:: Exercise ::
All of the data below must be repeated exactly.

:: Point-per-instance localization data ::
————————

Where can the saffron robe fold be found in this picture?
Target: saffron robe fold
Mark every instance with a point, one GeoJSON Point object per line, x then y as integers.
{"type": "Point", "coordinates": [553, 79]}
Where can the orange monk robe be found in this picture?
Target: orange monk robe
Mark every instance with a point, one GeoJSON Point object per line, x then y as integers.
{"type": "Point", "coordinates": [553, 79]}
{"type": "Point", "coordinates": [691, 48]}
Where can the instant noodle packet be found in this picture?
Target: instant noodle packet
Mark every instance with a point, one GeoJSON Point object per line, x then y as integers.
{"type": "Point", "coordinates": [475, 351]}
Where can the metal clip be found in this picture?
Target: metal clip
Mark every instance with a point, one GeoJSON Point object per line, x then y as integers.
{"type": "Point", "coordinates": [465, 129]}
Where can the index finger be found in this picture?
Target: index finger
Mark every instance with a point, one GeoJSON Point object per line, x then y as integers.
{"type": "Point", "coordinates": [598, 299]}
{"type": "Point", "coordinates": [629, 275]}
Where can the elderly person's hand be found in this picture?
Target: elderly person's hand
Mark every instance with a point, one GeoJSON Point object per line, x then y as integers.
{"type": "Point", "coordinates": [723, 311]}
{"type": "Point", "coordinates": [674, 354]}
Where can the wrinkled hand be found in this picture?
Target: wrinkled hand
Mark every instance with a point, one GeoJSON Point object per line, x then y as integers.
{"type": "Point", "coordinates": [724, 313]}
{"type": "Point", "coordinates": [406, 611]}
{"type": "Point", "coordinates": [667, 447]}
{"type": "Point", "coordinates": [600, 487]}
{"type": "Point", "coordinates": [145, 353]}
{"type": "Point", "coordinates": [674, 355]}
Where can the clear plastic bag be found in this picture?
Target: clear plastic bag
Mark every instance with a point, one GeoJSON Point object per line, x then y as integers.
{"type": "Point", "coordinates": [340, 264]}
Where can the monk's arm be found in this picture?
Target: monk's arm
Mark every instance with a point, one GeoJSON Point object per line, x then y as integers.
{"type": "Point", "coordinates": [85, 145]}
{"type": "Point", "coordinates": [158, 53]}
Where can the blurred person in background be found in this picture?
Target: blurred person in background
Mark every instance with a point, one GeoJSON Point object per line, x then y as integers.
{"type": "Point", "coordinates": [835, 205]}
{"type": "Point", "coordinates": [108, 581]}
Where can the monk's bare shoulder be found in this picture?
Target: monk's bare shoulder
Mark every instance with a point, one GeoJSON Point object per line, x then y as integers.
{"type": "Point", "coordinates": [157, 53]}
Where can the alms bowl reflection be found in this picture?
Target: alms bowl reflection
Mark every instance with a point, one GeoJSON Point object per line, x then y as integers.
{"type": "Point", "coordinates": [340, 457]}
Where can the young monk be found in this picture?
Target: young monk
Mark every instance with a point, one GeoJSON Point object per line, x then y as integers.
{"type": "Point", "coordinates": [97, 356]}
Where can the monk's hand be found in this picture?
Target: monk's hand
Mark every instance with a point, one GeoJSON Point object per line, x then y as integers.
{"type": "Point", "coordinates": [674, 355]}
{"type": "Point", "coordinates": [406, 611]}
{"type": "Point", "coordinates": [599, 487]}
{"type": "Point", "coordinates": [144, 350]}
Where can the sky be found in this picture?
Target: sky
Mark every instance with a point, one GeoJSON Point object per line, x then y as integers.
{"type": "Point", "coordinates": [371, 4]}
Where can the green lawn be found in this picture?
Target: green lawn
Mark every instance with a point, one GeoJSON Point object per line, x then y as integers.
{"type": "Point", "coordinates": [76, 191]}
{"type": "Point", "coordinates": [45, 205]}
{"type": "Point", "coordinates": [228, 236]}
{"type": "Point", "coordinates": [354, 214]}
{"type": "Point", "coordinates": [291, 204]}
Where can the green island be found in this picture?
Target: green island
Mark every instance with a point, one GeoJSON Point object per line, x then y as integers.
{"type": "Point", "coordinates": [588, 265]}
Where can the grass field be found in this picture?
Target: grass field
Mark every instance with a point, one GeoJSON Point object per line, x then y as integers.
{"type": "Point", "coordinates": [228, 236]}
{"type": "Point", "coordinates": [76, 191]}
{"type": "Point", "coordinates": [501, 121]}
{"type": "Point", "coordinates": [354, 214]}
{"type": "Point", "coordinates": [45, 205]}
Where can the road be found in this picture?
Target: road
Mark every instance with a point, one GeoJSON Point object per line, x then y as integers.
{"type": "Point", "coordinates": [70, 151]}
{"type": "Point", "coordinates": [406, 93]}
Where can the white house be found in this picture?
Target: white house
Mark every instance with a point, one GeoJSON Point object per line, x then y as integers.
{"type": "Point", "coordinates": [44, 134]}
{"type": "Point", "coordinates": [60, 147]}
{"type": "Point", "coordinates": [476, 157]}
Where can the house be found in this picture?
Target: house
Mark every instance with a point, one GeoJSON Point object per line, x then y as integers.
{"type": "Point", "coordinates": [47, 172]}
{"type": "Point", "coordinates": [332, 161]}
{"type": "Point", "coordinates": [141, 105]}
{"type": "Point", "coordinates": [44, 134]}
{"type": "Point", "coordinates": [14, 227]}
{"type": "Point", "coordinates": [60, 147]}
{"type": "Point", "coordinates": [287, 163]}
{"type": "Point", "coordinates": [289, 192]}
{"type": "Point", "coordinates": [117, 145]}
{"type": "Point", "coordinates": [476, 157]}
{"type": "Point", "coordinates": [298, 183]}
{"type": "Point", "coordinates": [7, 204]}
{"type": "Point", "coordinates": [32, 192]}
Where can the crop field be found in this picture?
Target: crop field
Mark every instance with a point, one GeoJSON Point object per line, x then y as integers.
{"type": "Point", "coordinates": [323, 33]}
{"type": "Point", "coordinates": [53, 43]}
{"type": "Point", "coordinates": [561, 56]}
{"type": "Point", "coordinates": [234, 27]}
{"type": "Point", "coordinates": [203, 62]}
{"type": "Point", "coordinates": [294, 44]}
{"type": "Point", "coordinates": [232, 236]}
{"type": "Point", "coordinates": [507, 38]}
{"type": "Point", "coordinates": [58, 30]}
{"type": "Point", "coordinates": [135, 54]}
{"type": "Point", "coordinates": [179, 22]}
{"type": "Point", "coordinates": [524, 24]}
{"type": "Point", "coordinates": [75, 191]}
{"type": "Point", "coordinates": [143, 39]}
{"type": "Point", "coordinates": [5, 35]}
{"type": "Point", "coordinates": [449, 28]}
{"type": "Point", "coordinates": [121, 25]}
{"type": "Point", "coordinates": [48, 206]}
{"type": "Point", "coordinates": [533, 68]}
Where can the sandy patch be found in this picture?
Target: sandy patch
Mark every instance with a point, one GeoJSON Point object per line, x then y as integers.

————————

:: Written solution ::
Where can the saffron robe fold be found in this picture?
Target: saffron robe fold
Mark every instance with a point, one GeoJSON Point object per line, x then y as integers.
{"type": "Point", "coordinates": [553, 79]}
Where can the orange monk robe be found in this picture?
Target: orange monk robe
Mark every instance with a point, one GeoJSON Point object per line, x then y as integers.
{"type": "Point", "coordinates": [553, 79]}
{"type": "Point", "coordinates": [691, 48]}
Where can the instant noodle packet be found in this picture?
Target: instant noodle packet
Mark every instance with a point, one GeoJSON Point object per line, x then y as integers.
{"type": "Point", "coordinates": [475, 351]}
Where can the metal clip be found in this picture?
Target: metal clip
Mark every instance with a point, one GeoJSON Point object per line, x then y as integers.
{"type": "Point", "coordinates": [465, 129]}
Where can the index finger be found in this picture?
Target: index finger
Mark every instance with a point, one GeoJSON Point object per line, x then y as integers.
{"type": "Point", "coordinates": [598, 299]}
{"type": "Point", "coordinates": [629, 275]}
Where can the elderly person's hand be found in this picture?
Target: elderly person's hand
Mark every instance with a point, one GeoJSON Point object per line, x then y as integers.
{"type": "Point", "coordinates": [723, 311]}
{"type": "Point", "coordinates": [674, 354]}
Where can the wrinkled hand be found in this picture?
Target: wrinkled hand
Mark every instance with a point, one GeoJSON Point object per line, x then y as integers.
{"type": "Point", "coordinates": [724, 313]}
{"type": "Point", "coordinates": [406, 611]}
{"type": "Point", "coordinates": [667, 447]}
{"type": "Point", "coordinates": [600, 487]}
{"type": "Point", "coordinates": [145, 353]}
{"type": "Point", "coordinates": [674, 355]}
Where can the clear plastic bag be found in this picture?
Target: clear plastic bag
Mark every instance with a point, one GeoJSON Point object per line, x then y as integers.
{"type": "Point", "coordinates": [340, 264]}
Where can the monk's arm be found in this picture?
Target: monk's arm
Mark every instance with a point, one GeoJSON Point object per line, x then y as integers.
{"type": "Point", "coordinates": [85, 145]}
{"type": "Point", "coordinates": [158, 53]}
Where can the blurred person in background be found in this picture?
Target: blurred person in background
Mark every instance with a point, one GeoJSON Point object per line, x then y as integers.
{"type": "Point", "coordinates": [835, 205]}
{"type": "Point", "coordinates": [108, 581]}
Where can the monk's bare shoulder be found in this picture?
Target: monk's bare shoulder
Mark every instance with a point, one GeoJSON Point object per line, x then y as integers.
{"type": "Point", "coordinates": [157, 53]}
Where can the alms bowl reflection be found in this picture?
Target: alms bowl reflection
Mark every instance with a point, one GeoJSON Point object per line, x then y as integers.
{"type": "Point", "coordinates": [340, 457]}
Where can the young monk be found in this picture?
Target: young monk
Mark every instance with a point, one GeoJSON Point object per line, x then y as integers.
{"type": "Point", "coordinates": [97, 356]}
Where can the monk's hand be found in this picture?
Target: monk's hand
Mark every instance with a point, one GeoJSON Point object per line, x then y as integers.
{"type": "Point", "coordinates": [674, 355]}
{"type": "Point", "coordinates": [406, 611]}
{"type": "Point", "coordinates": [599, 487]}
{"type": "Point", "coordinates": [144, 350]}
Where can the sky be found in this picture?
Target: sky
Mark every instance with a point, one GeoJSON Point object per line, x then y as integers.
{"type": "Point", "coordinates": [371, 4]}
Where can the green lawn be found in this picture?
Target: green lawn
Mark every instance with a point, one GeoJSON Point object per line, x then y as integers.
{"type": "Point", "coordinates": [76, 191]}
{"type": "Point", "coordinates": [45, 205]}
{"type": "Point", "coordinates": [228, 236]}
{"type": "Point", "coordinates": [354, 214]}
{"type": "Point", "coordinates": [291, 204]}
Where can the green island be found in this picture?
Target: green island
Mark every instance with a point, one GeoJSON Point object per line, x then y as integers.
{"type": "Point", "coordinates": [588, 265]}
Where can the grass field be found in this picture?
Target: grass field
Mark every instance with a point, one GeoJSON Point object per line, x then y as integers.
{"type": "Point", "coordinates": [228, 236]}
{"type": "Point", "coordinates": [76, 191]}
{"type": "Point", "coordinates": [501, 121]}
{"type": "Point", "coordinates": [354, 214]}
{"type": "Point", "coordinates": [45, 205]}
Where can the road be found in this picture?
Target: road
Mark every instance with a point, one GeoJSON Point object per line, x then y as integers.
{"type": "Point", "coordinates": [70, 151]}
{"type": "Point", "coordinates": [406, 93]}
Where can the white house be found in this picture?
Target: white house
Mark every instance with a point, one GeoJSON Point object per line, x then y as integers.
{"type": "Point", "coordinates": [44, 134]}
{"type": "Point", "coordinates": [60, 147]}
{"type": "Point", "coordinates": [476, 157]}
Where can the house be found in this picture?
Target: house
Mark every instance with a point, one GeoJSON Point object per line, x then y as integers.
{"type": "Point", "coordinates": [47, 172]}
{"type": "Point", "coordinates": [332, 161]}
{"type": "Point", "coordinates": [141, 105]}
{"type": "Point", "coordinates": [44, 134]}
{"type": "Point", "coordinates": [14, 227]}
{"type": "Point", "coordinates": [60, 147]}
{"type": "Point", "coordinates": [287, 163]}
{"type": "Point", "coordinates": [289, 192]}
{"type": "Point", "coordinates": [117, 145]}
{"type": "Point", "coordinates": [476, 157]}
{"type": "Point", "coordinates": [298, 183]}
{"type": "Point", "coordinates": [7, 204]}
{"type": "Point", "coordinates": [32, 192]}
Where can the crop field be found in this picture?
Target: crop field
Mark every instance with a point, one GeoJSON Point object per line, x then y as integers.
{"type": "Point", "coordinates": [323, 33]}
{"type": "Point", "coordinates": [53, 43]}
{"type": "Point", "coordinates": [561, 56]}
{"type": "Point", "coordinates": [234, 27]}
{"type": "Point", "coordinates": [203, 62]}
{"type": "Point", "coordinates": [294, 44]}
{"type": "Point", "coordinates": [232, 236]}
{"type": "Point", "coordinates": [507, 38]}
{"type": "Point", "coordinates": [58, 30]}
{"type": "Point", "coordinates": [135, 54]}
{"type": "Point", "coordinates": [179, 22]}
{"type": "Point", "coordinates": [524, 24]}
{"type": "Point", "coordinates": [75, 191]}
{"type": "Point", "coordinates": [143, 39]}
{"type": "Point", "coordinates": [5, 35]}
{"type": "Point", "coordinates": [449, 28]}
{"type": "Point", "coordinates": [121, 25]}
{"type": "Point", "coordinates": [48, 206]}
{"type": "Point", "coordinates": [533, 68]}
Where can the sandy patch be found in this picture?
Target: sandy patch
Mark every instance with a point, one GeoJSON Point object per line, x then y as integers.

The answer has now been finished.